**Aim of the task**
Where in the entries below does "balcony" appear? Copy every line that has it.

**Referring expression pointing data**
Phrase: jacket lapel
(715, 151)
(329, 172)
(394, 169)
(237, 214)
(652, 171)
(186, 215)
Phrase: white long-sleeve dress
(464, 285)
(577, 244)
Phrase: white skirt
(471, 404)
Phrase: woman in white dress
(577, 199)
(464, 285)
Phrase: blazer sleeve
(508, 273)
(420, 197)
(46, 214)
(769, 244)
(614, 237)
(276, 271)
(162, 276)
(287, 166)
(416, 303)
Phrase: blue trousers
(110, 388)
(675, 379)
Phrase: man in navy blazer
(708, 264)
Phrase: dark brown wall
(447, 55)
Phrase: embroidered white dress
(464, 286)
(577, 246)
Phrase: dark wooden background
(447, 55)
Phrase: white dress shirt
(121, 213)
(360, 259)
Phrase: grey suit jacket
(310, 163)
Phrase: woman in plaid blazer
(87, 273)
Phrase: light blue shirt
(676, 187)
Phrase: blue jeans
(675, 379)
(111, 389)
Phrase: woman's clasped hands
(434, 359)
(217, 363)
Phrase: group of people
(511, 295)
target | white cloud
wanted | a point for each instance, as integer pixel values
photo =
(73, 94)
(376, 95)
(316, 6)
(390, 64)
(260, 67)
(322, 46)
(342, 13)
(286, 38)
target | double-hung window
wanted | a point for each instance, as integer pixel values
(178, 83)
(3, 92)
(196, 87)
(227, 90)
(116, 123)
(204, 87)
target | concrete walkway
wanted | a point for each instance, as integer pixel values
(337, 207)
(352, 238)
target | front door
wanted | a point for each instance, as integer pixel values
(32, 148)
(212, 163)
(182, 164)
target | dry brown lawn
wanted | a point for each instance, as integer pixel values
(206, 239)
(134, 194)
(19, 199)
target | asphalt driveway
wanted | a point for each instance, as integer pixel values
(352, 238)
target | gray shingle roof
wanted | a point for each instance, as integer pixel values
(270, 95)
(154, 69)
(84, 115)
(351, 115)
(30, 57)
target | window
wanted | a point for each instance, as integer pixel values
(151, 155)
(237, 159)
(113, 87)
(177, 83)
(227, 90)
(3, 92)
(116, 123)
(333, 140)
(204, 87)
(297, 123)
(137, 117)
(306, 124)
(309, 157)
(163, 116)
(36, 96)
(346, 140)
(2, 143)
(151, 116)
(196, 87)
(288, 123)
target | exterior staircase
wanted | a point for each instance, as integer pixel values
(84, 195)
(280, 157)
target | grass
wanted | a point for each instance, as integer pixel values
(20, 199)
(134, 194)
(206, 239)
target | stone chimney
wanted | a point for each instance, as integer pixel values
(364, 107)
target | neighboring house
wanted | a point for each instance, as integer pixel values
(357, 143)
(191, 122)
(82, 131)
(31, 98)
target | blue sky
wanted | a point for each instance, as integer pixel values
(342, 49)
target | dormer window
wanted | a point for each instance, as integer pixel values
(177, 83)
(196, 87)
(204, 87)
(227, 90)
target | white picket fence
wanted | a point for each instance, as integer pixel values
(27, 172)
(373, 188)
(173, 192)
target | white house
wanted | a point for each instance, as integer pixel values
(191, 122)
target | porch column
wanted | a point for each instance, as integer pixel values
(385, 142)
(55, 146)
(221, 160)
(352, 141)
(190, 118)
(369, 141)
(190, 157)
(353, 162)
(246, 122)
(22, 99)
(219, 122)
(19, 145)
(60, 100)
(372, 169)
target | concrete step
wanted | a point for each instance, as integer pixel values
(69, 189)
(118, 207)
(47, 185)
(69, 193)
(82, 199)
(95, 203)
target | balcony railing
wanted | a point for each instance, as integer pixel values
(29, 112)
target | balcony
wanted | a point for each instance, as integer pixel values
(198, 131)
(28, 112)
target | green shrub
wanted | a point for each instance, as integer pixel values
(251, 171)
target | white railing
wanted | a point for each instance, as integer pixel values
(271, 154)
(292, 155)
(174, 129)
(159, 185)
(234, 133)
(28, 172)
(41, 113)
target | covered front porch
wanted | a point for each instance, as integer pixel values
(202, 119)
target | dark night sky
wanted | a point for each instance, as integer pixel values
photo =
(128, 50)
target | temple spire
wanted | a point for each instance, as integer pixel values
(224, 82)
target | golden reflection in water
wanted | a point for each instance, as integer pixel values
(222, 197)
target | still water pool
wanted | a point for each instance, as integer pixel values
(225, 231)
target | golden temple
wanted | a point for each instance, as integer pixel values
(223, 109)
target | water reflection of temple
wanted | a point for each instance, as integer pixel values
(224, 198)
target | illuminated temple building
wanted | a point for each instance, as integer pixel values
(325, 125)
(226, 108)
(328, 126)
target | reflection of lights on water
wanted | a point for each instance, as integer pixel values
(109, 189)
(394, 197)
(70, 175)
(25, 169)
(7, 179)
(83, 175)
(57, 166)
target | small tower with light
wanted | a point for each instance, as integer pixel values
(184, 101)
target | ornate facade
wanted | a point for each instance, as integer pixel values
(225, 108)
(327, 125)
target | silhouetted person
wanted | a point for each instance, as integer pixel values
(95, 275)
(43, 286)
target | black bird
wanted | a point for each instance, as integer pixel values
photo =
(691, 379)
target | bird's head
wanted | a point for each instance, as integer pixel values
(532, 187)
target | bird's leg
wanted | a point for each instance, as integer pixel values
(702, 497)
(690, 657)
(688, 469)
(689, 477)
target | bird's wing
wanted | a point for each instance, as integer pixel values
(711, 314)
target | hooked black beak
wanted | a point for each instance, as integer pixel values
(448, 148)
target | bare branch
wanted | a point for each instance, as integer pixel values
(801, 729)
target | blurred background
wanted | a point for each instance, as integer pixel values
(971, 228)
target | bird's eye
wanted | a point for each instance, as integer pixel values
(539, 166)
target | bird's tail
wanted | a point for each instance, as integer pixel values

**Answer to the exercise**
target | balcony railing
target | balcony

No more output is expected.